start AVAILABLE DATA

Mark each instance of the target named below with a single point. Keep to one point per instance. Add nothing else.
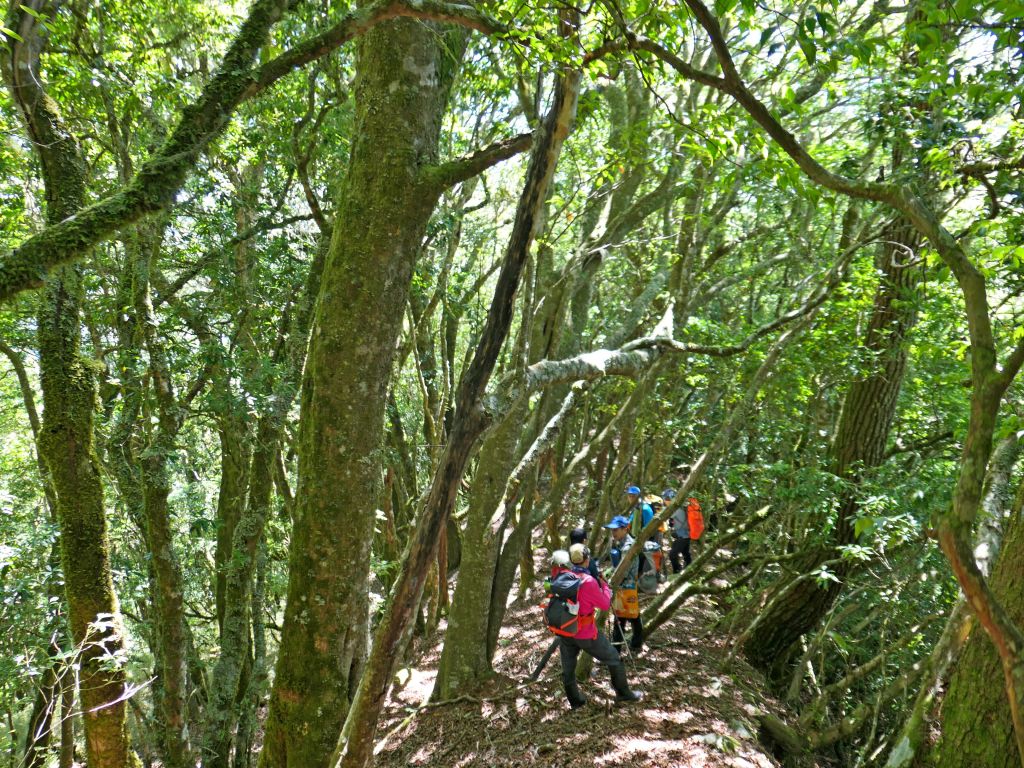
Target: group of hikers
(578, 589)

end AVAILABLE DATA
start AVAILABLE DATA

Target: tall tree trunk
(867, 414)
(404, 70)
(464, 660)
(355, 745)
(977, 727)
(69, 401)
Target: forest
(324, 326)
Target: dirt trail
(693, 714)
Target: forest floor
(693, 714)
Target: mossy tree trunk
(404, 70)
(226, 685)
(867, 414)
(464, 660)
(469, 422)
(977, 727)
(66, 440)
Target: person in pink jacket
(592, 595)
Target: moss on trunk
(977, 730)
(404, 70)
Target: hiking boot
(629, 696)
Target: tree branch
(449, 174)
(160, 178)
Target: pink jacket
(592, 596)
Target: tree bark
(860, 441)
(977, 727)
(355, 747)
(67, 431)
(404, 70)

end AVAILABLE DATA

## STATED EXERCISE:
Pick out every line in the records above that contains the word "pink", and copy each such line in full. Case counts.

## SOLUTION:
Target: person in pink jacket
Target: pink jacket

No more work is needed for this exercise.